TEXTO DEL EJERCICIO -

Ahora que el Consejo de Ministros ha aprobado que las comunidades autónomas puedan contratar docentes que no dispongan del máster de Profesorado que acredite su formación didáctica, cabe preguntarse por las razones de esta decisión. Puesto que el Ministerio de Educación ha circunscrito su aplicación a la crisis sanitaria, cabe suponer que su justificación se halla en que la batería de cambios adoptados en los centros educativos —bajada de ratio y desdoblamientos, sobre todo— han disparado la demanda de profesorado hasta tal punto que se necesita rebajar los requisitos de acceso para poder atenderla.

Con todo, ni las comunidades ni el Ministerio han ofrecido números concretos de los profesores que faltan, ni previsión alguna sobre aquéllos a los que la adopción de esta medida dará entrada al sistema. Sólo se mencionan las «dificultades» que están encontrando las diversas administraciones para cubrir las plazas, sin que nada sepamos acerca de la naturaleza de esa dificultad. Los únicos números disponibles son los que han ofrecido los decanos y decanas de las facultades de Educación de las universidades españolas: el máster ha certificado 30.800 nuevos profesores y profesoras de secundaria por curso, 114.799 entre 2015 y 2019, y más de 200.000 desde su implantación en todas las comunidades autónomas.

Con estas cifras en la mano, no parece probable que las dificultades que las administraciones están experimentando tengan que ver con la falta real de profesorado. Como apuntaba el decano de la Facultat de Magisteri de la Universitat de València —el profesor Óscar Barberá— en su respuesta a la decisión del ministerio, pareciera que los problemas y las dificultades que apuntan las comunidades autónomas fuesen de índole administrativa, los propios de una gestión ineficaz, desordenada y precipitada de los recursos humanos con los que se cuenta; una gestión que ahora, en tiempos de emergencia, se ve desbordada por las circunstancias y reclama a todo el mundo que se adapte a su ineficacia y facilite su tarea. Pero, ¿a qué precio? ¿A costa de qué?

TUS TAREAS -
1/ Según el texto del ejercicio, ¿cuántos profesores de secundaria certificó el máster entre 2015 y 2019?
2/ Copia literalmente del texto del ejercicio el fragmento que empieza en «Ahora que el» y termina en «para poder atenderla.».

EXTRACTOS DE DATOS -

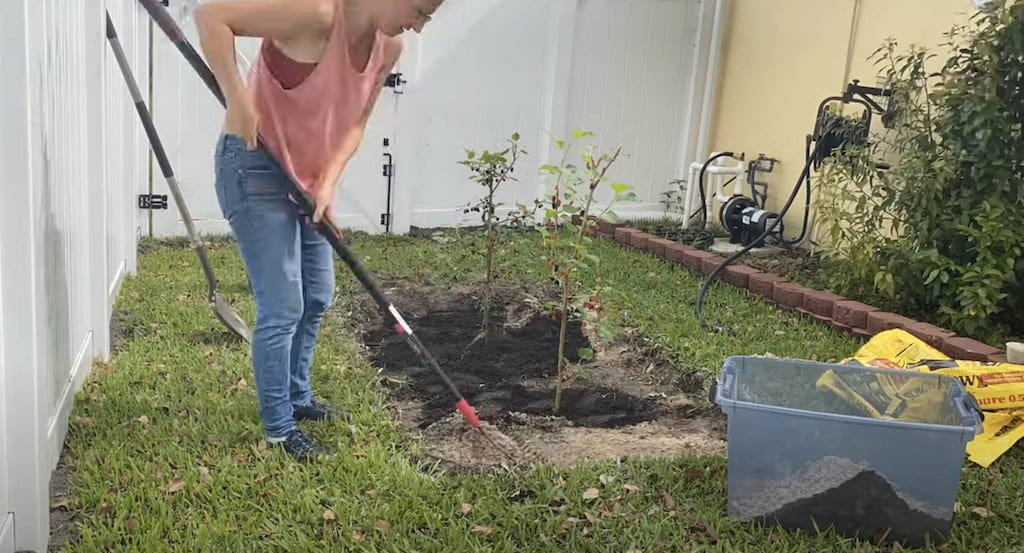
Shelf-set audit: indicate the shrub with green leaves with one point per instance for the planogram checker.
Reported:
(491, 170)
(939, 235)
(566, 228)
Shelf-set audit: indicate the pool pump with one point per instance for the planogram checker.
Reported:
(747, 221)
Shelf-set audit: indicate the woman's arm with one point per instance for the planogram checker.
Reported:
(329, 181)
(219, 23)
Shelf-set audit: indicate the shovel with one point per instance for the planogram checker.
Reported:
(220, 307)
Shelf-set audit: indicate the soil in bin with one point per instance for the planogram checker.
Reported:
(623, 403)
(849, 497)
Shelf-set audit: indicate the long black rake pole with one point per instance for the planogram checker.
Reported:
(327, 227)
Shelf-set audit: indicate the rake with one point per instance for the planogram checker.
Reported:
(224, 312)
(327, 227)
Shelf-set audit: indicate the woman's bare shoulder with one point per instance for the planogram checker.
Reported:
(392, 49)
(281, 19)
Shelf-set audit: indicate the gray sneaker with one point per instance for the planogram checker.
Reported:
(316, 411)
(301, 447)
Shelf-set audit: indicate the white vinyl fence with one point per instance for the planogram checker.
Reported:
(637, 73)
(74, 157)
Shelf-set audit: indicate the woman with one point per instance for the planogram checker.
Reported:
(321, 69)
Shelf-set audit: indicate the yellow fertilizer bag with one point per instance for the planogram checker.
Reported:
(994, 385)
(997, 387)
(1003, 430)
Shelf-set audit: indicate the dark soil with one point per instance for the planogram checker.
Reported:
(799, 265)
(510, 371)
(623, 402)
(122, 329)
(865, 507)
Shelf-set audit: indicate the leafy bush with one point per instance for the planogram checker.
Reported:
(571, 197)
(940, 231)
(491, 170)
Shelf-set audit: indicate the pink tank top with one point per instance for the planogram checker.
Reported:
(304, 124)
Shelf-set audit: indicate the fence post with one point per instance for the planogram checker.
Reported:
(22, 38)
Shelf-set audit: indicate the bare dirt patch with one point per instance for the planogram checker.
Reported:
(622, 403)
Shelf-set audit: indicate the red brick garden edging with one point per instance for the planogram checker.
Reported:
(828, 308)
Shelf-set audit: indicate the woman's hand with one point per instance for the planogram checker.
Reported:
(242, 118)
(324, 200)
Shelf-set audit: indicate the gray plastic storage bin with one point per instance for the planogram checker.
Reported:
(805, 454)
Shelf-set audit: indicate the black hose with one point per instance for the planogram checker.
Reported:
(711, 278)
(807, 204)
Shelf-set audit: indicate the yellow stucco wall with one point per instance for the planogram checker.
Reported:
(781, 57)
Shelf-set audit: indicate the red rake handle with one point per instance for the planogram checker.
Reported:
(332, 232)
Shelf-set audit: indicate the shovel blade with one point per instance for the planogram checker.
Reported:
(230, 318)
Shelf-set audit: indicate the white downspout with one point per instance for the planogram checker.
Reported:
(712, 77)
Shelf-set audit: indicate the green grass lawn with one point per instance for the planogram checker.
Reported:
(165, 439)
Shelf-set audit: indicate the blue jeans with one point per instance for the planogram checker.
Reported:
(291, 267)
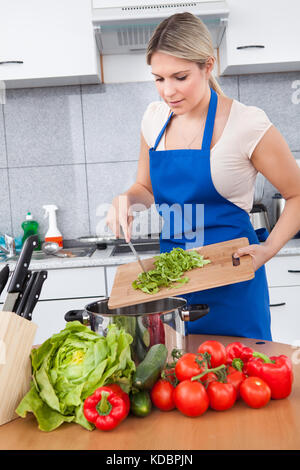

RESPUESTAS POR TAREA -
1/ El máster certificó 114.799 profesores y profesoras de secundaria entre 2015 y 2019.

2/
Ahora que el Consejo de Ministros ha aprobado que las comunidades autónomas puedan contratar docentes que no dispongan del máster de Profesorado que acredite su formación didáctica, cabe preguntarse por las razones de esta decisión. Puesto que el Ministerio de Educación ha circunscrito su aplicación a la crisis sanitaria, cabe suponer que su justificación se halla en que la batería de cambios adoptados en los centros educativos —bajada de ratio y desdoblamientos, sobre todo— han disparado la demanda de profesorado hasta tal punto que se necesita rebajar los requisitos de acceso para poder atenderla.